### PROVIDED RECORDS
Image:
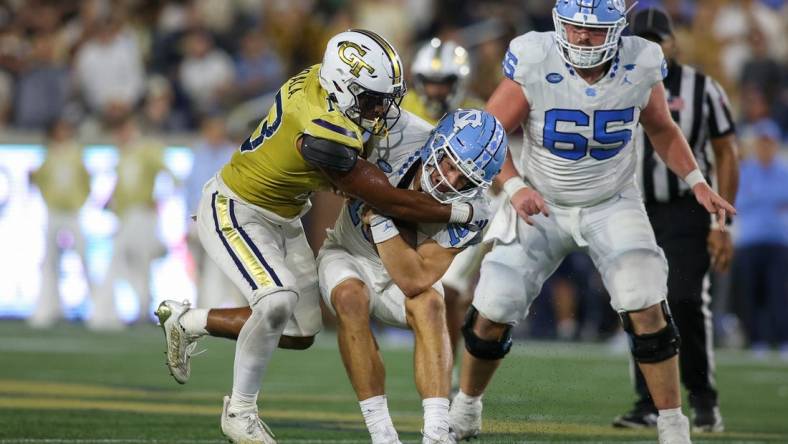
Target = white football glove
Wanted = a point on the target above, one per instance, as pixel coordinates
(481, 212)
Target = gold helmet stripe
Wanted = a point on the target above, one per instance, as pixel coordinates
(388, 49)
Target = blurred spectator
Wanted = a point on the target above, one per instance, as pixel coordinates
(206, 71)
(735, 22)
(763, 73)
(761, 256)
(211, 152)
(42, 87)
(136, 242)
(109, 71)
(258, 69)
(296, 33)
(64, 184)
(158, 111)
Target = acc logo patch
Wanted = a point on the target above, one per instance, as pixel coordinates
(351, 54)
(384, 166)
(554, 77)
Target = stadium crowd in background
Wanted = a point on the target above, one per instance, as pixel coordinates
(171, 64)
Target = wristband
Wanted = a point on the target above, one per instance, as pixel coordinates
(382, 228)
(513, 185)
(694, 178)
(460, 213)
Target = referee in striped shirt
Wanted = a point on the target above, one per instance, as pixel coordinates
(691, 241)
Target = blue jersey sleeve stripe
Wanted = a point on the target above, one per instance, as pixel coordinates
(509, 64)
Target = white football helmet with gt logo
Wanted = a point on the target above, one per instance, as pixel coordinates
(363, 75)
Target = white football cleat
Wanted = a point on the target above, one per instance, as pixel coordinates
(673, 429)
(180, 346)
(245, 427)
(447, 438)
(465, 420)
(386, 434)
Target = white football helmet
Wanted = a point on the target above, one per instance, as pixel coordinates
(441, 62)
(363, 75)
(605, 15)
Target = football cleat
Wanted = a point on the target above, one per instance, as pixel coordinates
(465, 420)
(245, 427)
(448, 438)
(638, 418)
(673, 429)
(385, 435)
(180, 346)
(707, 420)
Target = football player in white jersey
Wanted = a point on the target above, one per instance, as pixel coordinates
(366, 268)
(578, 94)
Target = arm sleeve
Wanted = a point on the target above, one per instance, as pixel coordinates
(457, 236)
(720, 119)
(524, 51)
(328, 154)
(335, 127)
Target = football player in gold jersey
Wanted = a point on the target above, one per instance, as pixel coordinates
(316, 136)
(440, 74)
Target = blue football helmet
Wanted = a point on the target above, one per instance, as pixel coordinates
(610, 15)
(475, 142)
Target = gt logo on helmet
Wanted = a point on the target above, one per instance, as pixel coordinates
(353, 59)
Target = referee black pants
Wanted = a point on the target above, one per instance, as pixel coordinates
(681, 228)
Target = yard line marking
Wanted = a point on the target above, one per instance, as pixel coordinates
(406, 423)
(28, 387)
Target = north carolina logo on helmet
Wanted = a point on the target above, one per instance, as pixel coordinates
(470, 117)
(354, 59)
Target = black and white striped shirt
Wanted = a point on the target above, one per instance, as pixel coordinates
(700, 107)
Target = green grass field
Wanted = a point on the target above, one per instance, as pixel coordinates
(72, 386)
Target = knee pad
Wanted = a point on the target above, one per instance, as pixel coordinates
(275, 307)
(483, 348)
(656, 347)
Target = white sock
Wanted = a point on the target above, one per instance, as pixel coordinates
(195, 321)
(256, 342)
(466, 401)
(436, 417)
(376, 413)
(670, 412)
(242, 402)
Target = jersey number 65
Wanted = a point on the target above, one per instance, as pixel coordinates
(614, 141)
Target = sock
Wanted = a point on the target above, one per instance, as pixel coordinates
(256, 343)
(242, 402)
(436, 417)
(466, 401)
(670, 412)
(195, 321)
(376, 413)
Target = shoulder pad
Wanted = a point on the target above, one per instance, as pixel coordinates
(335, 127)
(457, 236)
(328, 154)
(409, 133)
(525, 51)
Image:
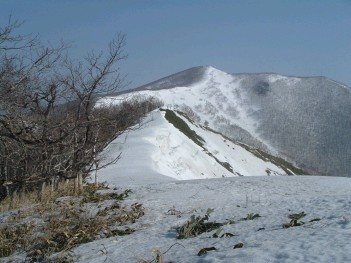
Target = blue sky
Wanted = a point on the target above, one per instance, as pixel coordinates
(295, 37)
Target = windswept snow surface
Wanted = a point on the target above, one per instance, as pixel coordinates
(169, 205)
(157, 151)
(304, 120)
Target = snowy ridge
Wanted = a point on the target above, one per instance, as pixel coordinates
(304, 120)
(163, 152)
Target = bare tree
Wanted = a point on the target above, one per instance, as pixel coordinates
(50, 127)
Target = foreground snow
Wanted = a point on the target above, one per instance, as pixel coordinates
(169, 205)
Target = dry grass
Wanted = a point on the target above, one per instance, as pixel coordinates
(31, 198)
(58, 225)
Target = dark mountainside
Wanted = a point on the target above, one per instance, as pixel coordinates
(306, 120)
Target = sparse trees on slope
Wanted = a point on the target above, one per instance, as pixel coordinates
(49, 126)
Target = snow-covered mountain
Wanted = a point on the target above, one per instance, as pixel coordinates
(168, 145)
(303, 120)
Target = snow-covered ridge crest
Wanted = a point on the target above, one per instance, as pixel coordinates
(163, 151)
(302, 119)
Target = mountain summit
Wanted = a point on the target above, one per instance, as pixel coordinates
(305, 120)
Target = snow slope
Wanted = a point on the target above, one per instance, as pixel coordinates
(326, 201)
(160, 152)
(304, 120)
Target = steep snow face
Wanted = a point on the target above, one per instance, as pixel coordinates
(305, 120)
(161, 152)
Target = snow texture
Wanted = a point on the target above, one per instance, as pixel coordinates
(169, 205)
(304, 120)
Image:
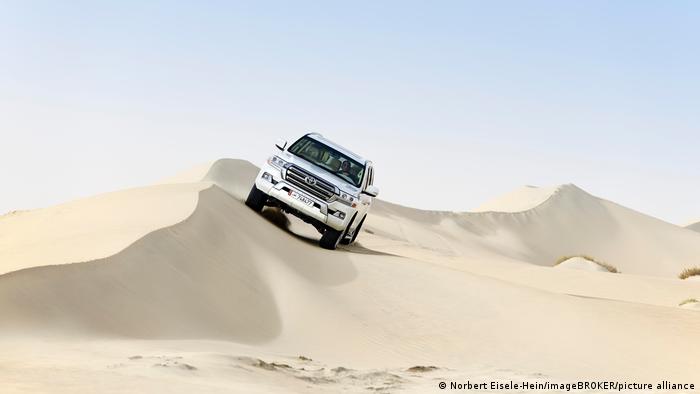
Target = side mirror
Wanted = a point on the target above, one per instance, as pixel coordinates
(371, 191)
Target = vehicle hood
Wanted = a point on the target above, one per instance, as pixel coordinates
(326, 175)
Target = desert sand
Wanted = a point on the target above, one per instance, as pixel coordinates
(694, 226)
(179, 287)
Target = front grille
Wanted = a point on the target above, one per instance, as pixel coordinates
(310, 183)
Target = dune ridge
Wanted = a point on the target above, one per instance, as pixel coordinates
(421, 287)
(694, 227)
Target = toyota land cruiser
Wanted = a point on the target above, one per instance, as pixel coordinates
(320, 182)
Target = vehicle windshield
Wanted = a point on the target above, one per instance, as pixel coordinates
(329, 159)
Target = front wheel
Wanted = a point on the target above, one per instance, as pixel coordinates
(348, 241)
(256, 199)
(330, 238)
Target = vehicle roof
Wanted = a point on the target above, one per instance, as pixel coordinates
(350, 154)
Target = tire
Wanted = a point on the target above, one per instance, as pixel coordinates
(357, 231)
(348, 240)
(330, 238)
(256, 199)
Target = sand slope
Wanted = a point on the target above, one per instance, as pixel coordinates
(219, 287)
(694, 226)
(568, 222)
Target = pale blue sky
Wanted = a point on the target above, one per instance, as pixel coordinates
(456, 102)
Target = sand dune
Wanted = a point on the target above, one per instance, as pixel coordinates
(184, 269)
(694, 226)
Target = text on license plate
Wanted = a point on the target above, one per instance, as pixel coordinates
(301, 198)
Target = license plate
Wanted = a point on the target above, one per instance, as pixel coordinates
(301, 198)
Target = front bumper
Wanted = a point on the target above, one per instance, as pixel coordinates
(279, 189)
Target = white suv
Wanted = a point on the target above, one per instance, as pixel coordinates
(320, 182)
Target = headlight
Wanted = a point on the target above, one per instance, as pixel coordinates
(347, 198)
(276, 162)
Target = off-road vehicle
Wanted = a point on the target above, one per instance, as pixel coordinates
(320, 182)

### WRITTEN TASK
Set down every record once more, word for word, without pictures.

### WRITTEN SOLUTION
Image:
Target = white football glove
Wanted = a point on the target above, one per instance, as pixel coordinates
(481, 212)
Target = gold helmet stripe
Wanted = a point on the target above, one per instance, as pixel coordinates
(388, 49)
Target = blurred spectator
Wanted = a point on the target above, one per instance, as pixel coordinates
(206, 71)
(735, 22)
(763, 73)
(761, 256)
(211, 152)
(42, 87)
(136, 242)
(109, 71)
(258, 69)
(296, 33)
(64, 184)
(158, 111)
Target = acc logo patch
Wanted = a point on the target above, one per instance, as pixel coordinates
(351, 54)
(384, 166)
(554, 77)
Target = stadium crowd in background
Wanted = a point on the target above, one per instance, as pixel coordinates
(171, 64)
Target = wristband
Wanted = a point on the target above, one per instance, as pixel coordinates
(382, 228)
(513, 185)
(694, 178)
(460, 213)
Target = referee in striped shirt
Wanted = a point on the target above, one per instance, as pixel coordinates
(691, 241)
Target = blue jersey sleeve stripe
Wanted = a point on the target above, one per instance, as pixel coordinates
(509, 64)
Target = white football helmet with gt logo
Wanted = a point on the target above, one per instance, as pixel coordinates
(363, 75)
Target = white football cleat
Wanted = a point on the target above, one per instance, as pixel coordinates
(673, 429)
(180, 346)
(245, 427)
(447, 438)
(465, 420)
(386, 434)
Target = white football helmet
Wanted = a point on the target above, one per instance, as pixel coordinates
(441, 62)
(363, 75)
(605, 15)
Target = football cleat
Wanted = a point on the target above, one per instance, as pixel coordinates
(465, 420)
(245, 427)
(448, 438)
(638, 418)
(673, 429)
(385, 435)
(180, 346)
(707, 420)
Target = football player in white jersey
Wanted = a point on the target above, one per instance, as pixel coordinates
(366, 268)
(578, 94)
Target = arm sleeve
Wanted = a point on the target above, one per instance, as pixel coordinates
(457, 236)
(720, 119)
(524, 51)
(328, 154)
(335, 127)
Target = football player in gold jersey
Wanted = a point on the target above, one per instance, as pixel coordinates
(316, 136)
(440, 74)
Target = blue football helmet
Wanted = a point on the target above, one per instance, as pixel coordinates
(610, 15)
(475, 142)
Target = gt logo on helmet
Wanted = a point on the target above, one per instance, as pixel coordinates
(353, 59)
Target = referee black pants
Wanted = a point on the target above, one per instance, as pixel coordinates
(681, 228)
Target = yard line marking
Wanted = a point on the target above, one per instance, as pixel coordinates
(406, 423)
(28, 387)
Target = north carolina logo on helmet
Wanted = a point on the target above, one per instance, as pixel coordinates
(470, 117)
(354, 59)
Target = black and white striped shirt
Wanted = a point on the target above, one per instance, as pixel coordinates
(700, 107)
Target = green grass field
Wanted = a point on the target above, one per instance, as pixel coordinates
(72, 386)
Target = knee pad
Wanted = a point on the target above, one per instance, as pixel coordinates
(275, 307)
(483, 348)
(656, 347)
Target = white sock
Wanted = a point on the target above, one per instance, as pixel coordinates
(195, 321)
(256, 342)
(466, 401)
(436, 417)
(376, 413)
(670, 412)
(242, 402)
Target = jersey number 65
Wanted = a point on the target above, one per instance, as pixel coordinates
(614, 141)
Target = sock
Wanted = a point on the target above, one per instance, as pixel coordinates
(256, 343)
(242, 402)
(436, 417)
(466, 401)
(670, 412)
(195, 321)
(376, 413)
Target = shoulder pad
Wanted = a point on the target above, one per instance, as pixel coordinates
(335, 127)
(457, 236)
(328, 154)
(409, 133)
(525, 51)
Image:
Target = blue sky
Wanted = a point on the target above, one per instance, as pixel coordinates
(295, 37)
Target = windswept snow surface
Wanted = a point on the target above, one per instance, as pixel coordinates
(169, 205)
(157, 151)
(304, 120)
Target = snowy ridge
Wanted = a point on the target above, one per instance, as pixel coordinates
(304, 120)
(163, 152)
Target = bare tree
Wanted = a point on the target above, one per instance, as pixel coordinates
(50, 127)
Target = foreground snow
Wanted = a point on the target above, one per instance, as pixel coordinates
(169, 205)
Target = dry grass
Wanted = a point on the target above, one per instance, as pixel coordinates
(31, 198)
(58, 225)
Target = dark mountainside
Wanted = a point on the target above, one per instance, as pixel coordinates
(306, 120)
Target = sparse trees on slope
Wanted = a point on the target above, one per instance, as pixel coordinates
(49, 126)
Target = snow-covered mountain
Wanted = a point on the target above, one per instance, as pixel coordinates
(168, 145)
(303, 120)
Target = snow-covered ridge crest
Wanted = a point on the target above, one per instance, as pixel coordinates
(163, 151)
(302, 119)
Target = mountain summit
Wanted = a point on the target above, one per instance, as pixel coordinates
(305, 120)
Target = snow slope
Wanted = a point on the target above, one per instance, as pixel coordinates
(326, 201)
(160, 152)
(304, 120)
Target = steep snow face
Wanted = a point on the target above, one per instance, as pixel coordinates
(305, 120)
(161, 152)
Target = snow texture
Wanted = a point on the target above, one per instance, as pixel coordinates
(169, 205)
(304, 120)
Image:
Target = side mirror
Wanted = a point on the target above, one per instance, as pixel coordinates
(371, 191)
Target = vehicle hood
Wanted = a point on the target above, one per instance, as pixel coordinates
(326, 175)
Target = desert sand
Wanted = a point on the target above, one per instance, as pixel coordinates
(694, 226)
(179, 287)
Target = front grille
Wanted = a point on the target above, one per instance, as pixel coordinates
(310, 183)
Target = dune ridge
Wanted = a point on the target above, one per instance, as pixel coordinates
(421, 287)
(694, 227)
Target = toyota land cruiser
Wanted = a point on the target above, one per instance, as pixel coordinates
(320, 182)
Target = vehicle windshield
Wanted = a point on the target above, one per instance, as pixel coordinates
(329, 159)
Target = front wheel
Wanted = a point on the target above, one per instance, as pixel coordinates
(348, 241)
(256, 199)
(330, 238)
Target = vehicle roof
Wanted = a point on the target above, one per instance, as pixel coordinates
(350, 154)
Target = tire
Wanted = a point on the target above, one per instance, as pixel coordinates
(357, 231)
(348, 240)
(330, 238)
(256, 199)
Target = sand slope
Wanted = a point on the target above, one per instance, as pixel coordinates
(219, 287)
(694, 226)
(568, 222)
Target = pale blue sky
Wanted = a point on the target above, one per instance, as pixel coordinates
(456, 102)
Target = sand dune
Wanted = a point on the target above, one per instance, as pixel coordinates
(184, 269)
(694, 226)
Target = text on license plate
Wanted = a point on the target above, one per instance, as pixel coordinates
(301, 198)
Target = license plate
Wanted = a point on the target above, one per instance, as pixel coordinates
(301, 198)
Target = front bumper
Wanted = a point on the target above, one per instance, as pixel coordinates
(279, 189)
Target = white suv
Wanted = a point on the target above, one per instance, as pixel coordinates
(320, 182)
Target = headlight
Wanted = a point on the target above, one per instance, as pixel coordinates
(347, 198)
(276, 162)
Target = off-road vehicle
Wanted = a point on the target above, one per instance, as pixel coordinates
(320, 182)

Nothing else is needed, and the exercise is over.